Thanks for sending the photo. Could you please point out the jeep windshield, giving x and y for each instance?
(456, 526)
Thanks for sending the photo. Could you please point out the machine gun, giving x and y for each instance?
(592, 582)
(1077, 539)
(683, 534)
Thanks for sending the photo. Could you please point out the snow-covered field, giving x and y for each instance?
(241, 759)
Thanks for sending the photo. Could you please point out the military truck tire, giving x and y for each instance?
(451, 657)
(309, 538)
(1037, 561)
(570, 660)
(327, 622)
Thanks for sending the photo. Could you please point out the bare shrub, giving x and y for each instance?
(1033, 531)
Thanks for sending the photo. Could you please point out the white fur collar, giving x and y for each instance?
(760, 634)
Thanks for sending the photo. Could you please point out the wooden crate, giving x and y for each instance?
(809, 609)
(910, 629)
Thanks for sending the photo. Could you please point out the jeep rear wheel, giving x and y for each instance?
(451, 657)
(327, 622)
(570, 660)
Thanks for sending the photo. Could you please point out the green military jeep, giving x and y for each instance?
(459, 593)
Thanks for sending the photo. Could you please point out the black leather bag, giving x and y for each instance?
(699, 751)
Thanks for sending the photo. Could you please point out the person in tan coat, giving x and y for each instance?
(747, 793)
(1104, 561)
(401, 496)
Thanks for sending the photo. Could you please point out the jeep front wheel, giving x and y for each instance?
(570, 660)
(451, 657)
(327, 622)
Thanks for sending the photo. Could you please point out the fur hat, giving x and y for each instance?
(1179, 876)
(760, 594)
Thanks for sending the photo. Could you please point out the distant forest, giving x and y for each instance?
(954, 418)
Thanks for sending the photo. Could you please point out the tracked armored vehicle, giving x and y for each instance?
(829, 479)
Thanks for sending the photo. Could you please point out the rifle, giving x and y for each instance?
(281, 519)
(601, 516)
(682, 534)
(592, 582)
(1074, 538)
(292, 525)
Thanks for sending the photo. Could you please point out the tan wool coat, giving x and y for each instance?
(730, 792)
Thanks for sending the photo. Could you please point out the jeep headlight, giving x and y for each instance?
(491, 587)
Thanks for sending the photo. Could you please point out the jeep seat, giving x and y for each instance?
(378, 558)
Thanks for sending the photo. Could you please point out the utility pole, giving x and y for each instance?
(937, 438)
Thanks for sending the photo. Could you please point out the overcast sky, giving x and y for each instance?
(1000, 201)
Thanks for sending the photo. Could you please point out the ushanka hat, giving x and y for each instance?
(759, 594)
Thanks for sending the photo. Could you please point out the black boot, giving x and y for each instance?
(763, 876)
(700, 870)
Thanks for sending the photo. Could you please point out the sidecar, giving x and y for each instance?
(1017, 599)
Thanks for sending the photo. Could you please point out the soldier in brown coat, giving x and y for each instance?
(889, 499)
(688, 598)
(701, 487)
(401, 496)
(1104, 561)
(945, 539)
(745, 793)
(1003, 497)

## Task directions
The response has to give back every record verbatim.

## Reply
Thanks for sending the photo. Could you please point out the jeep windshield, giving x and y for each instance?
(456, 526)
Thanks for sending the photo. Could you please point out the machine gun, giving x and y for each instance?
(592, 582)
(1077, 539)
(683, 534)
Thanks for sending the photo. Could you please point out the snow-covered field, giving x and y for each instance?
(241, 759)
Thanks for sending the photo. Could you please point out the military truck tire, giving x and y for each instance?
(451, 657)
(309, 538)
(1037, 561)
(570, 660)
(327, 622)
Thanks for sending the photo. Could you please point out the bare shrub, giving x and y for each instance?
(1033, 531)
Thanks for sending the photo. Could you please point out the white fur collar, giving x and y for each instance?
(760, 634)
Thanks for sending the photo. Could you please point out the wooden crate, giving x and y for each instance?
(809, 609)
(910, 629)
Thanks for sending the photo. Could you please point out the jeep rear wheel, giving x and y for each instance?
(451, 657)
(327, 622)
(570, 660)
Thanks for sending the photo. Could you please point out the green military jeep, giving x and y for each instance?
(459, 593)
Thanks for sending the photo. Could you please point out the black leather bag, giving x and y for each instance?
(699, 751)
Thanks for sending the photo. Could you please point out the person in tan coat, giving x and y for each instance?
(747, 793)
(1104, 561)
(401, 496)
Thanks for sending the photo. Could you please point out the jeep front wheel, giving x and y for each instance?
(570, 660)
(451, 657)
(327, 622)
Thanks for sending the photo. Could you please point out the fur hat, giving x and y for each instance?
(1179, 876)
(760, 594)
Thanks for sending the photo. Could you please point out the distant forest, giving x and y for each instance?
(954, 418)
Thanks for sending the photo. Could you please point out the tracked armored vehicle, giving x and y for each instance?
(829, 479)
Thanks for sending the photo. Could you please point out the rifle, giving x and y for each instance?
(281, 519)
(601, 516)
(682, 534)
(592, 582)
(1074, 538)
(292, 525)
Thanks for sending the photo. Could you please point out the tan wool coat, giving x and y for each instance?
(730, 792)
Thanks for sending the photo. Could you please point out the jeep headlight, giving x and y for each instance?
(491, 587)
Thanks for sending the photo. Could you please point out the jeep seat, giving x and y for each instance?
(378, 558)
Thanks for sending the photo. Could you please point out the utility pole, giving x and y for each instance?
(937, 438)
Thanks for sending the photo. Could you please point out the overcast sky, giving x and y for each instance?
(1000, 201)
Thanks for sending the photo. Could you please point out the ushanka hat, giving x and y for each instance?
(759, 594)
Thanks for sending the photo. Could you please point out the black boot, giving x and y for each instance?
(763, 876)
(700, 870)
Thanks for sending the photo. Could you please point out the sidecar, giving x and y for each instance?
(1017, 599)
Thanks for sending the photo. Could you please point out the soldier in brown coat, giving x and y for each instance?
(889, 499)
(688, 598)
(701, 487)
(401, 496)
(1104, 561)
(945, 539)
(745, 793)
(1003, 497)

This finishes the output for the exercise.